Problem details — Transcribe exactly the lines from the one holding "Locate the potted" to the end of the data below, including both of those lines and no others.

[Entries from a pointing dataset]
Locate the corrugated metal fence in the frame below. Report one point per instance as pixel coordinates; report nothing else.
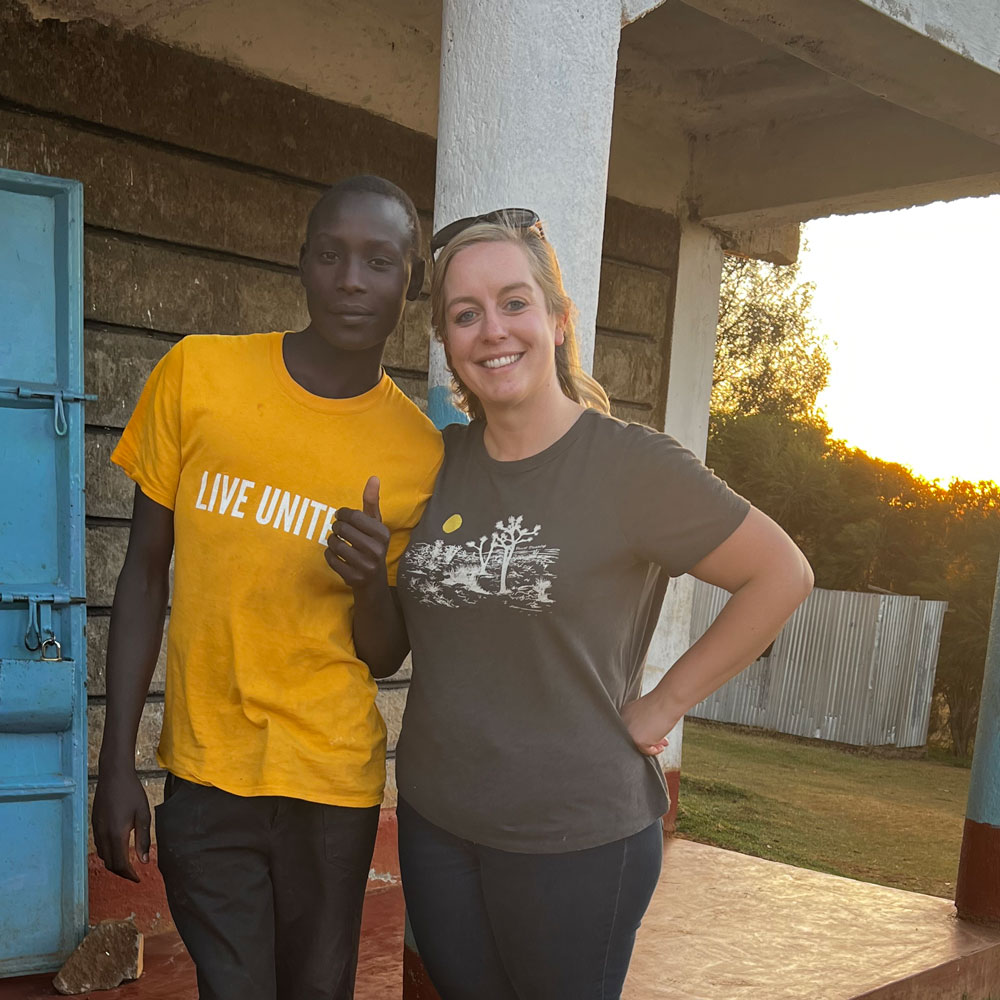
(848, 667)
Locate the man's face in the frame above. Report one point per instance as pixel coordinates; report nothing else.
(355, 268)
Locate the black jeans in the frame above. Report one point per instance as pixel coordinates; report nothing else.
(495, 925)
(266, 892)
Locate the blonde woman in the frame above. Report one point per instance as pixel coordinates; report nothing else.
(529, 793)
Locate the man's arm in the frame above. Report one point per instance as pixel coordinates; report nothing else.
(120, 803)
(356, 550)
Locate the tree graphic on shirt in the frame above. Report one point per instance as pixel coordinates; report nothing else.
(508, 537)
(503, 564)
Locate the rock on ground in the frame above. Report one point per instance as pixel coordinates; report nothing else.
(105, 958)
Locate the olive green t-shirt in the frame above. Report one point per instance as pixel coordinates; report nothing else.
(531, 590)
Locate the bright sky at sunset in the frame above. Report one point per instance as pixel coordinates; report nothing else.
(910, 302)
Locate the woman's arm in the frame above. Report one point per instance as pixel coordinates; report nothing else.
(356, 550)
(769, 578)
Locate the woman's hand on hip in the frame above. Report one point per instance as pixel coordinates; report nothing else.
(645, 721)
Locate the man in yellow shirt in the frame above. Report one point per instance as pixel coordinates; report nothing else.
(243, 450)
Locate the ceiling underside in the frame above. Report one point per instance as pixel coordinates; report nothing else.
(742, 124)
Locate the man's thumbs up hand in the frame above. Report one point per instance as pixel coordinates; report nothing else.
(358, 541)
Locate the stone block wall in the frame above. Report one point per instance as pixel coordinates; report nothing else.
(197, 181)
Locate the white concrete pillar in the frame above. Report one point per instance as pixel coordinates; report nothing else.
(689, 389)
(527, 90)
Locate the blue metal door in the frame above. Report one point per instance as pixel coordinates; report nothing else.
(43, 755)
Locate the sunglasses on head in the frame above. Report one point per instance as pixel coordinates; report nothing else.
(517, 218)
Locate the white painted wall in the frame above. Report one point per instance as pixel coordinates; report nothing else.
(969, 27)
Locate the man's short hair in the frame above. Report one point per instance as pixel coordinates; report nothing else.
(368, 184)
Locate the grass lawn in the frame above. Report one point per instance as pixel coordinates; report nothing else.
(895, 822)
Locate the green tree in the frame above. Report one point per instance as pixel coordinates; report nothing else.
(769, 357)
(863, 522)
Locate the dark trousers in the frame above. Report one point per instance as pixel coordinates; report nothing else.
(266, 891)
(495, 925)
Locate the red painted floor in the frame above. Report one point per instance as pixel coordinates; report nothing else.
(169, 974)
(722, 926)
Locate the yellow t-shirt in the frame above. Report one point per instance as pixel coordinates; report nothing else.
(264, 694)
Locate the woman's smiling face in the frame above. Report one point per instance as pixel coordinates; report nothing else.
(499, 333)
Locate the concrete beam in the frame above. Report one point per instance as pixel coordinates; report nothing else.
(775, 244)
(937, 58)
(632, 10)
(793, 170)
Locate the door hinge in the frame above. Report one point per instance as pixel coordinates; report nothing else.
(58, 397)
(39, 632)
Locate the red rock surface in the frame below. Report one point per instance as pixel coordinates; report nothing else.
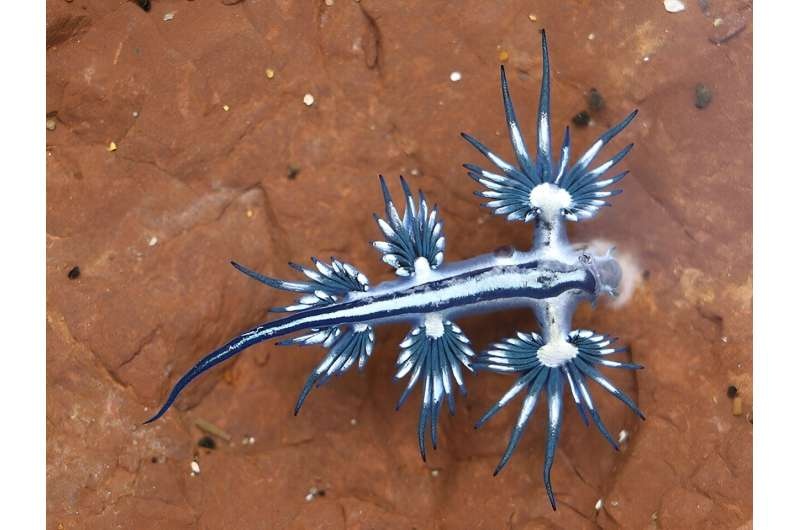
(190, 186)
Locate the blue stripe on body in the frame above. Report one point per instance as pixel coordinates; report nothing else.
(466, 289)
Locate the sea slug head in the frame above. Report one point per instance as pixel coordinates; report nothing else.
(605, 269)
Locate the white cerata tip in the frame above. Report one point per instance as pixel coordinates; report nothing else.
(550, 199)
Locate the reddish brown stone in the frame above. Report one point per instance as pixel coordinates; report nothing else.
(190, 186)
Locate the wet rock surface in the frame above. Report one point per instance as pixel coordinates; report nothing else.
(206, 143)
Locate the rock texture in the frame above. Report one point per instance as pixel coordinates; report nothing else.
(215, 161)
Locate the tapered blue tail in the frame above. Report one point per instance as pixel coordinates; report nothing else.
(245, 340)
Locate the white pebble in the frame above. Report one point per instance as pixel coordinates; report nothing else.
(674, 6)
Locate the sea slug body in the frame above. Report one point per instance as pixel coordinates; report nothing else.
(339, 309)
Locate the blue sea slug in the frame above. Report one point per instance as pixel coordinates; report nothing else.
(338, 309)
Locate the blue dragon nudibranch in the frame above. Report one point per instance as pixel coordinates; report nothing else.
(339, 309)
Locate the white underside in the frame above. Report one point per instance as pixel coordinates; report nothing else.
(555, 354)
(434, 326)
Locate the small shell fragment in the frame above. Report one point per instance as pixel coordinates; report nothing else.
(674, 6)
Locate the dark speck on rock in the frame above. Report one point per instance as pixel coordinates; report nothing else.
(702, 96)
(207, 442)
(581, 119)
(595, 100)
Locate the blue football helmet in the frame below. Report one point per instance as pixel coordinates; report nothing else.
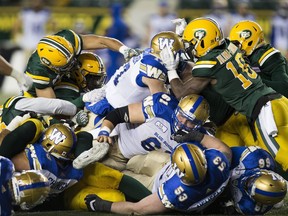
(191, 113)
(190, 163)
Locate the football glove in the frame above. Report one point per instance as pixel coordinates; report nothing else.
(17, 121)
(96, 204)
(128, 53)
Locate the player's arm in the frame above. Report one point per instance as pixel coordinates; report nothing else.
(149, 205)
(46, 92)
(132, 113)
(193, 85)
(154, 85)
(91, 42)
(17, 140)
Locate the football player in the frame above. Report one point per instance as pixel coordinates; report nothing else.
(25, 189)
(57, 55)
(261, 111)
(91, 74)
(254, 186)
(24, 81)
(143, 75)
(267, 61)
(162, 119)
(51, 150)
(191, 181)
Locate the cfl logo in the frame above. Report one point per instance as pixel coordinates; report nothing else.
(165, 42)
(245, 34)
(200, 34)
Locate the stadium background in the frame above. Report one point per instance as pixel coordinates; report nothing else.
(96, 18)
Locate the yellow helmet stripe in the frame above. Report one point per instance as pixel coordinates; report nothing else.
(39, 79)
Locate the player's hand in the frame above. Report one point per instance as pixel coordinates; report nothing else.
(96, 204)
(128, 53)
(193, 135)
(81, 118)
(104, 135)
(170, 61)
(180, 25)
(94, 95)
(17, 121)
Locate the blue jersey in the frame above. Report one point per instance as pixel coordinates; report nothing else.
(60, 176)
(176, 195)
(247, 162)
(6, 172)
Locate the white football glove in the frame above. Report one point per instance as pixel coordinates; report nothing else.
(94, 95)
(128, 53)
(17, 121)
(170, 61)
(180, 25)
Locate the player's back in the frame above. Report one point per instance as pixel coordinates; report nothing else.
(237, 83)
(197, 196)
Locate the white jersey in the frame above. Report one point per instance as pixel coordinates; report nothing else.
(155, 134)
(126, 86)
(34, 25)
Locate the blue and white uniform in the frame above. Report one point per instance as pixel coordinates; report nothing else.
(126, 86)
(60, 176)
(247, 162)
(6, 172)
(176, 195)
(155, 133)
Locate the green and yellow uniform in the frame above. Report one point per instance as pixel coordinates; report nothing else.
(272, 67)
(243, 89)
(42, 76)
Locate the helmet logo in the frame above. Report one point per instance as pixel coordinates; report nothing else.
(245, 34)
(45, 61)
(199, 34)
(57, 136)
(165, 42)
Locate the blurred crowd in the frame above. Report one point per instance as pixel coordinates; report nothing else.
(126, 21)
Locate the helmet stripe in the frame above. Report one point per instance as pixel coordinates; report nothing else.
(270, 194)
(58, 46)
(192, 162)
(33, 185)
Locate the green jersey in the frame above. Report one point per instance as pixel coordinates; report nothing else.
(271, 66)
(237, 83)
(67, 89)
(9, 110)
(43, 77)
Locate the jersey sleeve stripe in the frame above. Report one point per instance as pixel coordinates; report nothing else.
(77, 40)
(266, 55)
(66, 85)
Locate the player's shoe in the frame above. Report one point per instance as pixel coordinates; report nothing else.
(96, 153)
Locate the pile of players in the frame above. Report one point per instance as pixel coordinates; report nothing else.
(194, 123)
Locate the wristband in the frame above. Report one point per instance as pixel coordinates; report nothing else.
(122, 49)
(15, 74)
(172, 74)
(105, 131)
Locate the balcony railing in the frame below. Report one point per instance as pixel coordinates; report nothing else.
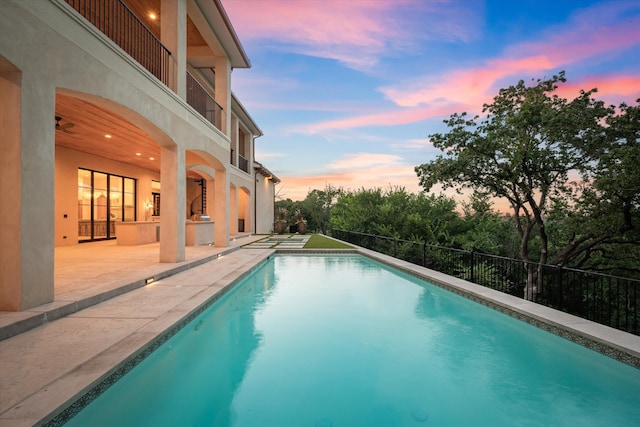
(122, 26)
(243, 164)
(199, 98)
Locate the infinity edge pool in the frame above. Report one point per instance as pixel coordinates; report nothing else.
(616, 344)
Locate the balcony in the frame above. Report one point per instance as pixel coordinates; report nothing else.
(115, 20)
(243, 164)
(198, 97)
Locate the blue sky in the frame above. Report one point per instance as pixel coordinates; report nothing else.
(347, 91)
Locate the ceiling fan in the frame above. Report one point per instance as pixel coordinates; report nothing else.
(65, 127)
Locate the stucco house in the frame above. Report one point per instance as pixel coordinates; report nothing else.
(119, 122)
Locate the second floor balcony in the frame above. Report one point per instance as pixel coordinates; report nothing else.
(126, 24)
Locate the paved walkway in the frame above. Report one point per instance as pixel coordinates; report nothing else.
(47, 366)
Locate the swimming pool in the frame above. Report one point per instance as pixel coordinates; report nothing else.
(345, 341)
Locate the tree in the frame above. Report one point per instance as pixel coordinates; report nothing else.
(317, 207)
(524, 150)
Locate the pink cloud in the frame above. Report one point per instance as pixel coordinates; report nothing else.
(611, 89)
(350, 172)
(355, 33)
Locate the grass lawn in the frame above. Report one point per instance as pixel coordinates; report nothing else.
(318, 241)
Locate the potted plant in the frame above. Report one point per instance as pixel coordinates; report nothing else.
(281, 220)
(302, 223)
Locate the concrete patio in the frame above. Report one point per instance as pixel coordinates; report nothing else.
(104, 311)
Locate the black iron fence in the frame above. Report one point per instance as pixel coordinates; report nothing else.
(200, 99)
(602, 298)
(120, 24)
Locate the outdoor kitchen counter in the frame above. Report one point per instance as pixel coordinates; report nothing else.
(133, 233)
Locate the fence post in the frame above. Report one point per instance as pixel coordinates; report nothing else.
(472, 268)
(424, 253)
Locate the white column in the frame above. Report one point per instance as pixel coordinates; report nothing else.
(173, 30)
(172, 206)
(221, 208)
(27, 176)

Answer to the problem —
Locate the potted plant in the frame above. Report one point per instance as pixel coordinates; report nothing else.
(281, 220)
(302, 223)
Locate the concrete patio in the frame above. Report one point per instance as pixel coordinates; report nothing else.
(104, 311)
Locate the black iron fence in the frame above. Report one point per instance as pixel coordinates; report nothing else.
(200, 99)
(602, 298)
(120, 24)
Locate the outdoor kitchen counter in the frame above. Report one point per instance as pixel coordinates; report nothing else.
(133, 233)
Locate the fence post in the frame above. Report one point per instance as pixel coordinates; report nothing else.
(472, 268)
(424, 253)
Locate the white column in the frame above. Report one point per instance as pixel coordinates; report nothing else.
(173, 30)
(172, 206)
(221, 208)
(27, 176)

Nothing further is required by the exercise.